▶ _Task requirements_: State how many lines in the records below contain the string "blue", with uppercase and lowercase treated as different, and reply with only that number.

▶ _Given records_:
--*--

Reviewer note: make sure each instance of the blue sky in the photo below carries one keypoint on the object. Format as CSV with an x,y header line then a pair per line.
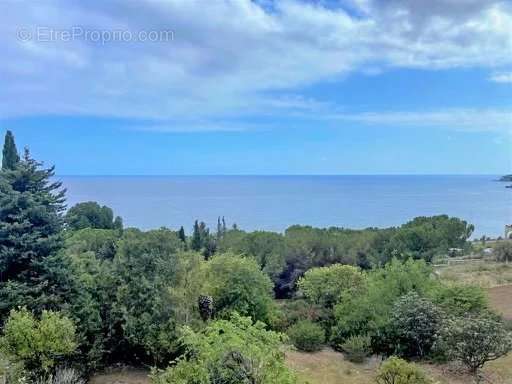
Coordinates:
x,y
288,87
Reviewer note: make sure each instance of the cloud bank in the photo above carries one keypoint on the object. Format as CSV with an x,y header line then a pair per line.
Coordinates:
x,y
227,59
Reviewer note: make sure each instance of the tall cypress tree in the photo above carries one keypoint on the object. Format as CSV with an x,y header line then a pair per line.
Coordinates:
x,y
10,155
31,223
196,243
181,234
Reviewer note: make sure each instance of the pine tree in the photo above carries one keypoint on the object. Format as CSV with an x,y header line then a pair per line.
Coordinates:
x,y
31,223
10,155
219,228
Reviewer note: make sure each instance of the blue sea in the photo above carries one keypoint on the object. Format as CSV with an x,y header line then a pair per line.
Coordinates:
x,y
276,202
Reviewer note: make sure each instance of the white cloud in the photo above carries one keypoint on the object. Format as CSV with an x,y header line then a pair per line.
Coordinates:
x,y
502,77
228,57
456,119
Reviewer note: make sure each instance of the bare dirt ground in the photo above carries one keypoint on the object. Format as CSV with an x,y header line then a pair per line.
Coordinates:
x,y
122,376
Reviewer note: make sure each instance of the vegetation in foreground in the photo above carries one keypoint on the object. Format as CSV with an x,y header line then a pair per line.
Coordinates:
x,y
79,292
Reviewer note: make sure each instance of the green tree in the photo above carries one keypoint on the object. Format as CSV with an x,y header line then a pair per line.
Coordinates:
x,y
202,241
475,340
39,345
181,235
91,215
397,371
144,269
371,311
459,300
415,323
326,285
229,352
307,336
10,155
31,206
237,284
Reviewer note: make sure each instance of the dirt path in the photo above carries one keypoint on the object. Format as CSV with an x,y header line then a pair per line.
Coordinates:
x,y
125,376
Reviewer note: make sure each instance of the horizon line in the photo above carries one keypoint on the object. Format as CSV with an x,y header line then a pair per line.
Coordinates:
x,y
277,174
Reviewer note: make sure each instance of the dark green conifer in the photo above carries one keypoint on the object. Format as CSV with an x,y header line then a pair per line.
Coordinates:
x,y
10,155
31,206
195,243
181,234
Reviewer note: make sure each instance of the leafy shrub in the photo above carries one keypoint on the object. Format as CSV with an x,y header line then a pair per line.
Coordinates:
x,y
371,311
38,345
459,300
237,284
326,285
475,340
290,311
229,352
414,325
307,336
397,371
357,348
64,376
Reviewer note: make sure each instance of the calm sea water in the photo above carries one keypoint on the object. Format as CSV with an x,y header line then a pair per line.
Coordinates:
x,y
276,202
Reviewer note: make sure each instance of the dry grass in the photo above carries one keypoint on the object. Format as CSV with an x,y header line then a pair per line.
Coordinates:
x,y
500,299
486,274
123,376
330,367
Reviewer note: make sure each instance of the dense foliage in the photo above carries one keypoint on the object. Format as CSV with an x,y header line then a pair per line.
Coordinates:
x,y
414,325
38,345
307,336
31,206
475,340
397,371
10,156
237,284
229,352
91,215
357,348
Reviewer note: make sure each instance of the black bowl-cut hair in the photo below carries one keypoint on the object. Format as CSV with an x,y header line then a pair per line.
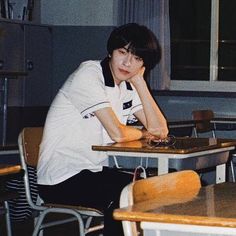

--*--

▶ _Response below_: 2